### PROVIDED TEXT ###

Labor NGO Vihda urged Cenapro Chemicals owner Mr. Amado Go to respect workers’ rights as befits a Christian most especially a Papal awardee.
By MARYA SALAMAT
MANILA — This week the workers of CENAPRO Chemicals Incorporated operating in Mandaue City, Cebu started calling on all sectors especially the Church people to help them prevent the impending termination of 11 union officers and to urge Cenapro to respect the memorandum of agreement it had signed last November with the striking workers.
In said agreement, the management agreed to put an end to the company practice of 16-hour “forced labor” and not to resort to retaliatory actions against protesting workers.
In a statement emailed to the media by Visayas Human Development Agency (Vihda), a labor NGO based in Cebu City, it traced the looming termination of union leaders to the charges filed by Cenapro management last October claiming that the workers had engaged in an illegal strike. About a month after filing a complaint with the National Labor Relations Commission (NLRC), the Cenapro management signed an agreement with the striking workers. It agreed not to retaliate, but it did not withdraw the complaint it filed against the strikers.
Last month the NLRC Regional Arbitration Board (RAB) issued a decision in favor of Cenapro. Labor Arbiter Bertino Ruaya, Jr. declared the workers’ strike illegal. It ignored the union’s manifestation that a Memorandum of Agreement (MOA) had been signed by the management and the union resolving the issues of the strike.
The Cenapro workers’ strike lasted 22 days in October 2014. It was lifted following the signing of a MOA between management and union on November 8, 2014.
The MOA signing was witnessed by Labor Department Region 7 Director Exequiel Zarcauga.
After more than half a year though, the workers said the provisions stated in the MOA are not yet being implemented by Cenapro management.
Vihda reports that the practice of forced overtime continues in Cenapro as the agreed provisions that the management would hire additional workers as relievers have also not been implemented.

###

## DIRECTION 1
Answer these from the article on the Cenapro workers:
(a) How long did the workers' strike last?
(b) Who witnessed the signing of the memorandum of agreement?
(c) How many union officers face termination?
The article and the records come from separate, unrelated sources.

### EXERCISE INPUT ###

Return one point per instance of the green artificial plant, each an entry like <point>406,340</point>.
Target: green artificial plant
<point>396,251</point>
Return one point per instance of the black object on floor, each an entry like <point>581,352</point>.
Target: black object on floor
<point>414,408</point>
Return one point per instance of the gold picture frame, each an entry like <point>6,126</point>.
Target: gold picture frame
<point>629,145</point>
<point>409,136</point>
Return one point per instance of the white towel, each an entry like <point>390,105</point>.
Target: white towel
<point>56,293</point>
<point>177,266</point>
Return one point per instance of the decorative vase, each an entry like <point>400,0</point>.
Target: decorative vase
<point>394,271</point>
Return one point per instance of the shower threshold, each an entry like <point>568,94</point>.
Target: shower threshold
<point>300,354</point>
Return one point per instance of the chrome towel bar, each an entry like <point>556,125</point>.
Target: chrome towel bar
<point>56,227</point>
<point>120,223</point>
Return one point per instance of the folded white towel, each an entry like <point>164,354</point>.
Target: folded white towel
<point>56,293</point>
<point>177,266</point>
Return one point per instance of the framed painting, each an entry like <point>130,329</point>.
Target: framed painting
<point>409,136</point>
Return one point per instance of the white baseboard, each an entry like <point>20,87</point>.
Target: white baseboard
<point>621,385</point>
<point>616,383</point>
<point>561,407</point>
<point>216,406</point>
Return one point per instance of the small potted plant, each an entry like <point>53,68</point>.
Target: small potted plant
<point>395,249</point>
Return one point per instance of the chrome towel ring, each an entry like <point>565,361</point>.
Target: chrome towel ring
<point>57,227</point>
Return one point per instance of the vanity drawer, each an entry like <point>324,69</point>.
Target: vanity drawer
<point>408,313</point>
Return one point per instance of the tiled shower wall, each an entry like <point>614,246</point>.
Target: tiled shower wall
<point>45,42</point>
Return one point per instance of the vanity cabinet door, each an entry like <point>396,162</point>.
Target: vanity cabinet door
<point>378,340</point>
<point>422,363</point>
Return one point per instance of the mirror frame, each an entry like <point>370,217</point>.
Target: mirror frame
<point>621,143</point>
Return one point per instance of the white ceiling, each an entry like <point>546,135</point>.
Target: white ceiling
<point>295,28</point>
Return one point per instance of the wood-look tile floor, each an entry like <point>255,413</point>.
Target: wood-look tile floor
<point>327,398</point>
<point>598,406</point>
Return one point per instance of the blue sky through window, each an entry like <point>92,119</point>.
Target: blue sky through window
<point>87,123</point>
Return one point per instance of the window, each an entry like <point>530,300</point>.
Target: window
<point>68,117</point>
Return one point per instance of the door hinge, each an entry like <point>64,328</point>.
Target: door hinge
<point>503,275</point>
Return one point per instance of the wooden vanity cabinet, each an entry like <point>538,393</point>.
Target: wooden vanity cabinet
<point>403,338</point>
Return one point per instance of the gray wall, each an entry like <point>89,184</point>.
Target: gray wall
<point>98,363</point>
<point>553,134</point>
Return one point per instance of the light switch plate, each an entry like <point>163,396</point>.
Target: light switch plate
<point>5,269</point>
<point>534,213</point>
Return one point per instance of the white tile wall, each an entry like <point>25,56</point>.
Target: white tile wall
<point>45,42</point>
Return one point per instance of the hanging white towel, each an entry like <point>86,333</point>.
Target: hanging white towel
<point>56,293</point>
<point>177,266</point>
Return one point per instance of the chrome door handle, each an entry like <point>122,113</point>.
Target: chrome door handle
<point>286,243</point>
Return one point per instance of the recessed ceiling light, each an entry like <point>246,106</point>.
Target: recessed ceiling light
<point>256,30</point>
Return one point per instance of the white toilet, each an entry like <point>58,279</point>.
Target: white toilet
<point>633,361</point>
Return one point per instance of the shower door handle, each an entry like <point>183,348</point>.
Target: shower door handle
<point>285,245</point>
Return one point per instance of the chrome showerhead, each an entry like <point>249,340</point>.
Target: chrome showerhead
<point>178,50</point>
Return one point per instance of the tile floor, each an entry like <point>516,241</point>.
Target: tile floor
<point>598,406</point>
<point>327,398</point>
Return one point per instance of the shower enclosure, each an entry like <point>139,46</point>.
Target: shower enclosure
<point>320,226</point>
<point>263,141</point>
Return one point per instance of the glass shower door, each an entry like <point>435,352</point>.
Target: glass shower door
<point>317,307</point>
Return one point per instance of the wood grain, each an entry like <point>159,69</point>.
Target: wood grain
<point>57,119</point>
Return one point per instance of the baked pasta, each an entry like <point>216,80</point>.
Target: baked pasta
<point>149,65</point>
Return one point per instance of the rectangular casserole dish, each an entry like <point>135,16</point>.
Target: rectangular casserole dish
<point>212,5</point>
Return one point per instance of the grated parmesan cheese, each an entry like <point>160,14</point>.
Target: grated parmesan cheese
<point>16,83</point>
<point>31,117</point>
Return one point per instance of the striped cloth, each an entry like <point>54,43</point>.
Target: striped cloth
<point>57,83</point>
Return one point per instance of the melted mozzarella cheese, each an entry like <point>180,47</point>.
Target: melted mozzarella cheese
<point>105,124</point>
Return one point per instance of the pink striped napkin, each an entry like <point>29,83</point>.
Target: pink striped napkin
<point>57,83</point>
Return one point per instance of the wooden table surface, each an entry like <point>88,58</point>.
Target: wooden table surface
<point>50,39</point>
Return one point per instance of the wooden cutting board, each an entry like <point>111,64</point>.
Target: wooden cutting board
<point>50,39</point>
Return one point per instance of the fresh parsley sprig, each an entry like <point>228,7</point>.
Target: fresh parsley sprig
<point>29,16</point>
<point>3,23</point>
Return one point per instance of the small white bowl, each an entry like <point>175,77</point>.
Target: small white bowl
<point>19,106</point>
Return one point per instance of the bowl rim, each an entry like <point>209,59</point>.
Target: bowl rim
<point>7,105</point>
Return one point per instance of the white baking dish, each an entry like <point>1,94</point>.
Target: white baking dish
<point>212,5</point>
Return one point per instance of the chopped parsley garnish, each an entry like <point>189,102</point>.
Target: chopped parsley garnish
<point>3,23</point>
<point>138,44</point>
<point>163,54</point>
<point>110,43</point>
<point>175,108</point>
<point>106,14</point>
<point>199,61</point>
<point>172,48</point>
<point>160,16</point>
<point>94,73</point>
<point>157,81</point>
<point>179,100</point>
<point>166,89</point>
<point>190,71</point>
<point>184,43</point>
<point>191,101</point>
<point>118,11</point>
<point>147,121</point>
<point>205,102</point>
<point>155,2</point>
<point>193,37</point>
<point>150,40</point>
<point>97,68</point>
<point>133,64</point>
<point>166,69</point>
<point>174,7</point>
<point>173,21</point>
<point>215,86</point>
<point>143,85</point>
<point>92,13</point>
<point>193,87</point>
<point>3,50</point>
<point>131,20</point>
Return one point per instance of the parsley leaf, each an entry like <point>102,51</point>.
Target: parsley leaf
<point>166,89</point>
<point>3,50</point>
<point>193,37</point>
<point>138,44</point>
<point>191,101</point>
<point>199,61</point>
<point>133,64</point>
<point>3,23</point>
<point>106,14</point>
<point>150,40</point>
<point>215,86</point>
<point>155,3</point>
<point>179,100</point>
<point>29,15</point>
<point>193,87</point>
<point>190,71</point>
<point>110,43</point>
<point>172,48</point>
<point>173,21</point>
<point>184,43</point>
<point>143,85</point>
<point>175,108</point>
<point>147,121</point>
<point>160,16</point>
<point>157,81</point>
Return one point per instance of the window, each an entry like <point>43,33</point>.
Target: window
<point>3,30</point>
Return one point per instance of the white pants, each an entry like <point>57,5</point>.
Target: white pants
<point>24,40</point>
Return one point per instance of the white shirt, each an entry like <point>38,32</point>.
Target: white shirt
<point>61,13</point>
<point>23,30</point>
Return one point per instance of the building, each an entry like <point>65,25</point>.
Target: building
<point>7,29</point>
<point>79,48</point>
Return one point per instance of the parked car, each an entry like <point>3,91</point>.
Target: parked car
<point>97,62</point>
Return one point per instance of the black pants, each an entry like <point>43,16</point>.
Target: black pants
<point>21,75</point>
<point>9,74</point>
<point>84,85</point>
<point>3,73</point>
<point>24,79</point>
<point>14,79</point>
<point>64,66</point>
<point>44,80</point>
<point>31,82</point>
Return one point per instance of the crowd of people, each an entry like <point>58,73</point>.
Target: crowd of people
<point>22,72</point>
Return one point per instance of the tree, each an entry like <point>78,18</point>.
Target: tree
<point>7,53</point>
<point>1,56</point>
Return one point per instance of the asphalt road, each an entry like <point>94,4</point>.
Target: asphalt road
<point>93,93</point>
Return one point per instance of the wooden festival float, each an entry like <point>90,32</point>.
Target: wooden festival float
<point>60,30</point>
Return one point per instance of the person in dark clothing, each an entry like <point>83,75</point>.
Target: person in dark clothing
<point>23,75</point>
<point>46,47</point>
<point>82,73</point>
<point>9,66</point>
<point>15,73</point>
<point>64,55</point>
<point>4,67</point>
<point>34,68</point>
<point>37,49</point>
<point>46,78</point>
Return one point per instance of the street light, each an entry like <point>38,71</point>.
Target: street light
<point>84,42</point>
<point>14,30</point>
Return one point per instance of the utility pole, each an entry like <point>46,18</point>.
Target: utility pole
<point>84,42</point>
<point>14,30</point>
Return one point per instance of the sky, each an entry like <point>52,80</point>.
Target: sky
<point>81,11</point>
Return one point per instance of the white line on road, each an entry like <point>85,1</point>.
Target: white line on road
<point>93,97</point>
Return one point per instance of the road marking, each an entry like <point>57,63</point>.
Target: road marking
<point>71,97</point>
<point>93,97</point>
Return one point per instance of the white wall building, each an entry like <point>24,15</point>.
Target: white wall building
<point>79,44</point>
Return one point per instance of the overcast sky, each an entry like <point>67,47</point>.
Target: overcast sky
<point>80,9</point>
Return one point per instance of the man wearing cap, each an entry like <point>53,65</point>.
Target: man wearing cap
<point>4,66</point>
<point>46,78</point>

###
### EXERCISE INPUT ###

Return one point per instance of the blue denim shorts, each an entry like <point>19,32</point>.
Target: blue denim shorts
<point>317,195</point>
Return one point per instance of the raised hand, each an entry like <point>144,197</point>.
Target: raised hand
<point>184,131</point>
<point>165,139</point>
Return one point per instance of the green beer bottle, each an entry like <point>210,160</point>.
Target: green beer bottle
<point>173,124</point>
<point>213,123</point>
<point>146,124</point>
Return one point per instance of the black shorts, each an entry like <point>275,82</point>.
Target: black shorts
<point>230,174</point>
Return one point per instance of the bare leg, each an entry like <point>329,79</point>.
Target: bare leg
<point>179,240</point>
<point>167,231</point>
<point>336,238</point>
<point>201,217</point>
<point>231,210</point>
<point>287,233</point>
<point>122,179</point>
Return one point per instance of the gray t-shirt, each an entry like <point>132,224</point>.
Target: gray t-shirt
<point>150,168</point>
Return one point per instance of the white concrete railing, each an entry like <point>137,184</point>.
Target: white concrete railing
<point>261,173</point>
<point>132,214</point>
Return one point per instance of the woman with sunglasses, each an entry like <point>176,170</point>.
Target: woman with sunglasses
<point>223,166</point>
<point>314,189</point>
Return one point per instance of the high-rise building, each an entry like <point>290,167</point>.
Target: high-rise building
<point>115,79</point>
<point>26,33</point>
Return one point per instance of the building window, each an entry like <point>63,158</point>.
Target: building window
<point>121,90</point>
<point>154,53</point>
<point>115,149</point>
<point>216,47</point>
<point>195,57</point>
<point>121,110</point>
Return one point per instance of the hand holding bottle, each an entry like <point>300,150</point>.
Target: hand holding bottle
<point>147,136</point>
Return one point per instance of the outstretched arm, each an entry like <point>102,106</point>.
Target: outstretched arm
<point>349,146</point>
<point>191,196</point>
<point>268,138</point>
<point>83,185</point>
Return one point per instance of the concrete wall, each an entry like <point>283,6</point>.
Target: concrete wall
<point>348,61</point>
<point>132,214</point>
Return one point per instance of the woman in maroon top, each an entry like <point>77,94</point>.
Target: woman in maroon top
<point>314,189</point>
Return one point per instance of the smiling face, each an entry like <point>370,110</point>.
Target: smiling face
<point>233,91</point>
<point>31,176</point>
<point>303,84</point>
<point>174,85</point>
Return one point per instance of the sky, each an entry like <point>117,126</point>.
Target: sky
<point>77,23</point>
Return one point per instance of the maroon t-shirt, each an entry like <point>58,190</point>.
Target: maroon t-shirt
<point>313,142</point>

###

## DIRECTION 2
In the records, copy the lines from the one containing "Return one point per instance of the black shorts, each" through the one containing "<point>122,179</point>".

## EXERCISE ANSWER 1
(a) 22 days, in October 2014
(b) Labor Department Region 7 Director Exequiel Zarcauga
(c) 11

## EXERCISE ANSWER 2
Return one point per instance of the black shorts, each an entry like <point>275,82</point>.
Target: black shorts
<point>230,174</point>
Return one point per instance of the bare leg, each an entry like <point>329,79</point>.
Target: bare leg
<point>179,240</point>
<point>167,231</point>
<point>336,238</point>
<point>201,217</point>
<point>231,210</point>
<point>287,233</point>
<point>122,179</point>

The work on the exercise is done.